(Beginning of Exercise data)

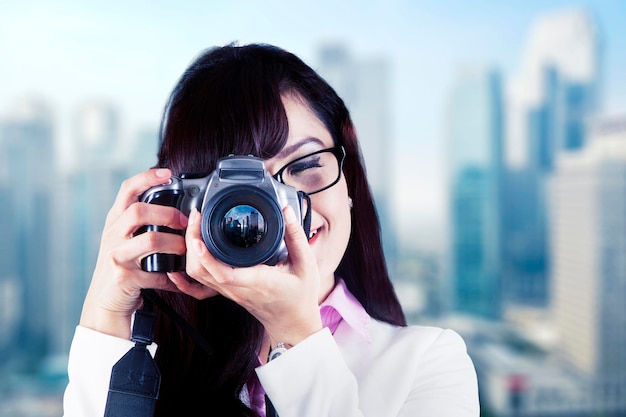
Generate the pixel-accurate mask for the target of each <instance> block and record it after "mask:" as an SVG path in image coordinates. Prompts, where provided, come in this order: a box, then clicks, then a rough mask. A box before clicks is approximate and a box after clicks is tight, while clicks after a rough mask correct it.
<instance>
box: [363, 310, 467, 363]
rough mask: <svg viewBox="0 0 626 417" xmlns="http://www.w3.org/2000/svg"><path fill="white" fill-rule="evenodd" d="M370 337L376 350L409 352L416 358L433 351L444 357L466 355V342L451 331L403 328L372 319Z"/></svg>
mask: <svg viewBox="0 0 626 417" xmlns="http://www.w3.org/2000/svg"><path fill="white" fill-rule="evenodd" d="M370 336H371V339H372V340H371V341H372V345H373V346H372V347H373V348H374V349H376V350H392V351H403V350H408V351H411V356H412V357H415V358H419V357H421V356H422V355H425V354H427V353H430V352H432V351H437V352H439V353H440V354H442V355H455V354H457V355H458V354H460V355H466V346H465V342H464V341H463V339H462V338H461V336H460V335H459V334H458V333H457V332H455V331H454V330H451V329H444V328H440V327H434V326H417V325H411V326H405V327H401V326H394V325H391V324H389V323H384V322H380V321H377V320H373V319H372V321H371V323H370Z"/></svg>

(End of Exercise data)
(Beginning of Exercise data)

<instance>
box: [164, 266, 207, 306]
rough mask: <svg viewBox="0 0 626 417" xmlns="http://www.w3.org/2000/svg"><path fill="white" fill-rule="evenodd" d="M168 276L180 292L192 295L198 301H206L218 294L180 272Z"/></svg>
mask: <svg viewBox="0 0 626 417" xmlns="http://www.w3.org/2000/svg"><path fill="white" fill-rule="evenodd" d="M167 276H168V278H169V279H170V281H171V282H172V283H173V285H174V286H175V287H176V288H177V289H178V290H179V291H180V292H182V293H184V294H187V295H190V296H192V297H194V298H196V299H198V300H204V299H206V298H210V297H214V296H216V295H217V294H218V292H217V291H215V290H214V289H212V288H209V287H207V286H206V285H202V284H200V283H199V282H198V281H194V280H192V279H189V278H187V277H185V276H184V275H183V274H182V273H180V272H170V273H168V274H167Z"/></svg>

(End of Exercise data)
(Beginning of Exercise data)

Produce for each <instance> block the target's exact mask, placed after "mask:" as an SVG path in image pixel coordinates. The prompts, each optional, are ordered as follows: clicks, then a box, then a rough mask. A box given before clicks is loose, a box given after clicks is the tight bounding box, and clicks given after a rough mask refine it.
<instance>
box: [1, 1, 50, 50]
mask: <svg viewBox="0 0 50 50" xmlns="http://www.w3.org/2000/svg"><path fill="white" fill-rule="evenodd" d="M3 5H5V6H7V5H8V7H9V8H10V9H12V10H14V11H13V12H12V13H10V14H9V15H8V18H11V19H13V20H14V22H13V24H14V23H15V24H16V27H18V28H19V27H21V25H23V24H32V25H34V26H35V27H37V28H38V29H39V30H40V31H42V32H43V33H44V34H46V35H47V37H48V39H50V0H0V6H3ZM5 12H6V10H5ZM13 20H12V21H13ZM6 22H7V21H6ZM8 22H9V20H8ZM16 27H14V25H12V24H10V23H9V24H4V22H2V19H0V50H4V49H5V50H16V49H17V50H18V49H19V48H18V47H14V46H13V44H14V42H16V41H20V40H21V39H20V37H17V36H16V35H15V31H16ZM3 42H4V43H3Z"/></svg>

(End of Exercise data)

Problem details :: Beginning at the line above with "Generate the pixel-accurate" and finishing at the line with "box: [363, 310, 467, 363]", return each line exactly and return nothing else.

Written answer ::
Generate the pixel-accurate mask for the target of each <instance> block and record it after "mask:" as an SVG path in image coordinates. Prompts, where provided, come in this order: a box, then clicks, then a rough mask. A box before clicks is approximate and a box after clicks is tight, while clicks after a rough mask correct it.
<instance>
box: [363, 310, 467, 363]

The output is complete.